[Items start]

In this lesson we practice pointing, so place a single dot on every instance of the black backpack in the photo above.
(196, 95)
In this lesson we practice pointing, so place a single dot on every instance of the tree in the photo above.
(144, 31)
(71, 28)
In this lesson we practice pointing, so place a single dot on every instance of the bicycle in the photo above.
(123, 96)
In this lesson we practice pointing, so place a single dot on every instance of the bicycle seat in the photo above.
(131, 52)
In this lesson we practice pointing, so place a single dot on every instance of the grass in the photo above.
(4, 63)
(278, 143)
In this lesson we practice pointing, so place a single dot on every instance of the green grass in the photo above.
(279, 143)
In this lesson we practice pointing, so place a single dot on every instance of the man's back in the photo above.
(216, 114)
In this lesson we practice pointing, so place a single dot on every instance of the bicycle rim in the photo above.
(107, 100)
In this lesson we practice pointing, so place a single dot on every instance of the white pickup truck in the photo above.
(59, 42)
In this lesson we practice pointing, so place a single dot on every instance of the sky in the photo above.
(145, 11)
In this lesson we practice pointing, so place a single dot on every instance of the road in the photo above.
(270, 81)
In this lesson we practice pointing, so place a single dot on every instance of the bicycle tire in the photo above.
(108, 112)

[Items end]
[Items start]

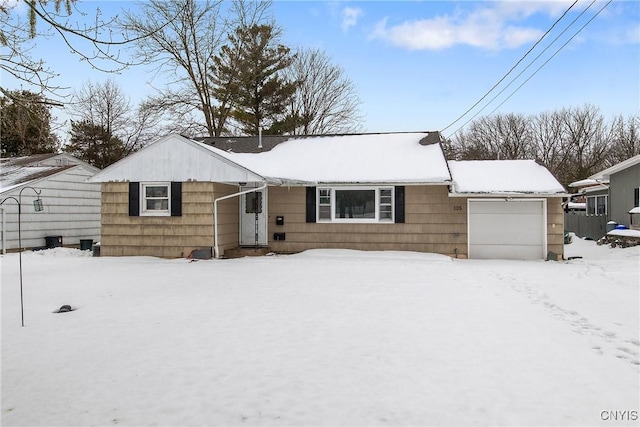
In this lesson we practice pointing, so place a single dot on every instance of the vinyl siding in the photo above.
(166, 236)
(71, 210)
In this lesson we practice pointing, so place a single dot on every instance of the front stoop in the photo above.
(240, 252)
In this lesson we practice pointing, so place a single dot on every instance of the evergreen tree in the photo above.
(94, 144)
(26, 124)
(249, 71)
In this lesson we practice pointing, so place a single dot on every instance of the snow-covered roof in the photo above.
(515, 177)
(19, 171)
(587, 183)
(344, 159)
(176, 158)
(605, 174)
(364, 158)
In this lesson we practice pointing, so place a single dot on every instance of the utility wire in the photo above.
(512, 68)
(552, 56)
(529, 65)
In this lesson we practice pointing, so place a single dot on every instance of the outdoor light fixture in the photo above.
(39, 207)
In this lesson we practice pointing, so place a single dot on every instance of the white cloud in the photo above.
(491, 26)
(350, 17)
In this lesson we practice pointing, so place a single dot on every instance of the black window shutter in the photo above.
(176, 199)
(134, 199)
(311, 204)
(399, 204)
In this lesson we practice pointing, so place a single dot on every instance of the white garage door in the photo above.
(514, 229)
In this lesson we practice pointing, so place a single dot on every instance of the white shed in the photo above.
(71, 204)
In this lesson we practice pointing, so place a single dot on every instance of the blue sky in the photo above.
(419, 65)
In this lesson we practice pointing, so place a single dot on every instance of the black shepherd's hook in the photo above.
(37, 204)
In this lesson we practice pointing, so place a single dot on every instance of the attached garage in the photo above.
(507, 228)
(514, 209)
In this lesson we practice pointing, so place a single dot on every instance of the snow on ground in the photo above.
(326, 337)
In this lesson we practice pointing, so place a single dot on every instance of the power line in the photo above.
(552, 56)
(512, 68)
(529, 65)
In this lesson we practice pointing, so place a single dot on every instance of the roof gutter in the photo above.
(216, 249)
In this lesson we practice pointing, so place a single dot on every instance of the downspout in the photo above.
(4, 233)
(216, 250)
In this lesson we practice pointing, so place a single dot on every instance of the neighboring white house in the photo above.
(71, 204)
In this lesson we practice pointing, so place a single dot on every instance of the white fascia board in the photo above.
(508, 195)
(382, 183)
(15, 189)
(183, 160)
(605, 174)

[Items end]
[Items start]

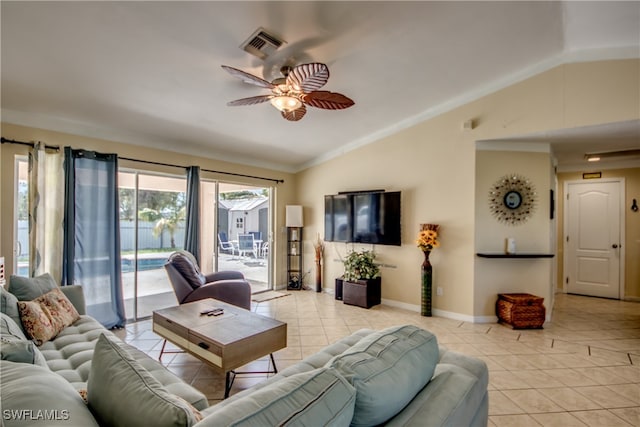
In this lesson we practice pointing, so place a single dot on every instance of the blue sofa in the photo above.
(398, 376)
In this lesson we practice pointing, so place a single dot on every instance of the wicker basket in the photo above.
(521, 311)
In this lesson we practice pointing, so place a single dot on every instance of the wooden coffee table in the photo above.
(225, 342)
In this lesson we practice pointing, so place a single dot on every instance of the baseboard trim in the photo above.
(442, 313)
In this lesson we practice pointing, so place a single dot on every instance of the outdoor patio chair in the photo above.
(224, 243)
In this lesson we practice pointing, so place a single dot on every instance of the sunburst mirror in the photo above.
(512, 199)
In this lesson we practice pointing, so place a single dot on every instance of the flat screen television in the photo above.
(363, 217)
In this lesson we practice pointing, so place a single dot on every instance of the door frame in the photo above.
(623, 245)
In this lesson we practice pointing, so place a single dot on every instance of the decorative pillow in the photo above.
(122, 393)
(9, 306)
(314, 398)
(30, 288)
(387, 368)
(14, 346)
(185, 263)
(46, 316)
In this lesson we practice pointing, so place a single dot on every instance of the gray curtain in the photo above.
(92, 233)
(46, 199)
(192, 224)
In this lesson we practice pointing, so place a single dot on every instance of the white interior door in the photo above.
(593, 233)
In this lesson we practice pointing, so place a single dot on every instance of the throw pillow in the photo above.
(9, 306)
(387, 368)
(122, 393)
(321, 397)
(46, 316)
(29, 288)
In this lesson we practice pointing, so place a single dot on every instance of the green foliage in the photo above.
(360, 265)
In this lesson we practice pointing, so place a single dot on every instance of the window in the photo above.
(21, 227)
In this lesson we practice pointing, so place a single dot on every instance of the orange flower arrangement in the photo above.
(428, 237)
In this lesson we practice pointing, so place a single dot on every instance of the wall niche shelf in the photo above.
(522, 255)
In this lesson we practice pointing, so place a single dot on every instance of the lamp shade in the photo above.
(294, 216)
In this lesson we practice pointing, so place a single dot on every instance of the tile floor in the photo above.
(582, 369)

[Items end]

__What the task asks__
Collect every line from the items above that contains the word "window", treating uppercase and lowercase as different.

__Result for this task__
In this lesson we practice pointing, so place a single dot on every instance of the black window shutter in the photo above.
In this lesson we practice pointing, so place a single dot on every instance of the window in the photo above.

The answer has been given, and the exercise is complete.